= What you have to do =
Count the lines in the material below that contain the word "green", matching case exactly, and reply with only that number.

= Data shown =
====

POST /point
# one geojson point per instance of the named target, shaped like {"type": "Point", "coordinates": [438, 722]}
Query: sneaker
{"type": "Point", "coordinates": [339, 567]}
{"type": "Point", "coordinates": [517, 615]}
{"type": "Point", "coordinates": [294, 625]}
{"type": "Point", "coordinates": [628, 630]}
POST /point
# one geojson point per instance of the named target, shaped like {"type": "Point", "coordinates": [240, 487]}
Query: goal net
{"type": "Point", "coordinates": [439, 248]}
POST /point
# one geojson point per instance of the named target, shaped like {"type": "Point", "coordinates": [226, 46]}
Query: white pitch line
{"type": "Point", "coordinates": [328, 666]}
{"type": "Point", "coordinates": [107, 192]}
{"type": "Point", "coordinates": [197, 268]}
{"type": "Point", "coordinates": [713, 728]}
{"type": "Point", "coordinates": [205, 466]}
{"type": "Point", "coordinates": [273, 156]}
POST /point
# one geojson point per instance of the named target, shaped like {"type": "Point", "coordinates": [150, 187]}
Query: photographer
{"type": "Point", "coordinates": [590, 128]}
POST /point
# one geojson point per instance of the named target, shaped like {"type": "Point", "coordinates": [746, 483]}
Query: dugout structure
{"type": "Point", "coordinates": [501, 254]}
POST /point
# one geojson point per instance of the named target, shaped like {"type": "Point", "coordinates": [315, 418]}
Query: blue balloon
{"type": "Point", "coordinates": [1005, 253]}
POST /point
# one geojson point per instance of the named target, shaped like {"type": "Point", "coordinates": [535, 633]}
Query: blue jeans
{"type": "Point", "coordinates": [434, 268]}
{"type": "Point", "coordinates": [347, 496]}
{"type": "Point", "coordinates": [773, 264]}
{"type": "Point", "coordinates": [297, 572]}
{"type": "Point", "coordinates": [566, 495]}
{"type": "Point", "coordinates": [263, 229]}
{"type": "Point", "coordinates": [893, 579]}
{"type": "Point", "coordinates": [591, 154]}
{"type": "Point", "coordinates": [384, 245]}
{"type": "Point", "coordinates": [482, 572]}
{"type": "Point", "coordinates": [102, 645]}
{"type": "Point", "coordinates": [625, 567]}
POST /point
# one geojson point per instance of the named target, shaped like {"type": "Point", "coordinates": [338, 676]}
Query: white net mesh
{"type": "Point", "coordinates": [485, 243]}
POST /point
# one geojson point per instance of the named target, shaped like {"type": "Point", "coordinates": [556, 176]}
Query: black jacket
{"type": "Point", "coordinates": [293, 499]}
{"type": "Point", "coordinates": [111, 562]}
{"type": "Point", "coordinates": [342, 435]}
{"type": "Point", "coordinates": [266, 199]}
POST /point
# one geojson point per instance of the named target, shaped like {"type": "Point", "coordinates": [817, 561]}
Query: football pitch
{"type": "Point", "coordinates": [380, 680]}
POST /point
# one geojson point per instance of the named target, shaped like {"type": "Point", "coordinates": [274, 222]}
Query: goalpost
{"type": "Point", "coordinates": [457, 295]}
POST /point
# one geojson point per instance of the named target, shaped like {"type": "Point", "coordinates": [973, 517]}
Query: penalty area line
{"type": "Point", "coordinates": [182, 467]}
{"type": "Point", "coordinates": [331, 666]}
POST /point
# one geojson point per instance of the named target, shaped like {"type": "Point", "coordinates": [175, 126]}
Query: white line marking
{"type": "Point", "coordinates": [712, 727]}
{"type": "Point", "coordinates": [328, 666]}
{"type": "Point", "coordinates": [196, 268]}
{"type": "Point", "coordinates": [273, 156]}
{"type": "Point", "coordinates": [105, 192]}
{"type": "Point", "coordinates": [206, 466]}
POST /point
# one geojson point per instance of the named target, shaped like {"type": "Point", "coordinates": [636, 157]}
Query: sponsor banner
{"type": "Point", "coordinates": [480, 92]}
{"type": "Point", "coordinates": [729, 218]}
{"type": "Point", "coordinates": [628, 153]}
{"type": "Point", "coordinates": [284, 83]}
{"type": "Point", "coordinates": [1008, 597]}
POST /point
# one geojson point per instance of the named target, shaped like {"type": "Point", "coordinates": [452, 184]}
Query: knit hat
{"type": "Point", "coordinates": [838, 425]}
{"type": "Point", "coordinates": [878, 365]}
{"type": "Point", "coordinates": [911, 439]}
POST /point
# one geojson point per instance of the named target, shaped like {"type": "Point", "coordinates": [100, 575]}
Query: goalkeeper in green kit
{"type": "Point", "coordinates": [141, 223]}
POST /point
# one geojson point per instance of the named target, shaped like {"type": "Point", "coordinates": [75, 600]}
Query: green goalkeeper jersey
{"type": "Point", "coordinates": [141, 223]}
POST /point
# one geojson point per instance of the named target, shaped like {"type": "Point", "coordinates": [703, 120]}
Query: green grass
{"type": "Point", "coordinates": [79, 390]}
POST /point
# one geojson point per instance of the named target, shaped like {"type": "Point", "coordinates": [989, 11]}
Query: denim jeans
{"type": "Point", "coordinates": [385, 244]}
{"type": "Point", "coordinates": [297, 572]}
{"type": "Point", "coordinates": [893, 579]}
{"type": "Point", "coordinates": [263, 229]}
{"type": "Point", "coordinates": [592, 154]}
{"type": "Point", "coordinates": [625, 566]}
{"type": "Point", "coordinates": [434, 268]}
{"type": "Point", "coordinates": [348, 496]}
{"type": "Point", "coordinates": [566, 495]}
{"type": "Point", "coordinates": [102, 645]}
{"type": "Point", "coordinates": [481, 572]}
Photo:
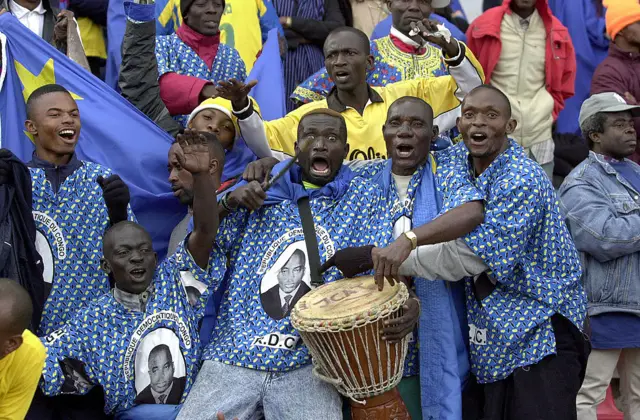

====

= Task solution =
3